● **Problem description**
Retype everything in the listing, leaving each line exactly as it is.

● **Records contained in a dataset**
---

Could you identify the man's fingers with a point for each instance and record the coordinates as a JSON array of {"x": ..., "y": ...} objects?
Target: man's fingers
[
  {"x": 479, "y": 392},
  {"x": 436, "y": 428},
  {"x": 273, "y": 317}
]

---

● **Full response**
Could you identify the man's fingers with a point for each instance and record the coordinates as a JSON array of {"x": ..., "y": ...} objects?
Target: man's fingers
[
  {"x": 479, "y": 392},
  {"x": 436, "y": 428},
  {"x": 273, "y": 317}
]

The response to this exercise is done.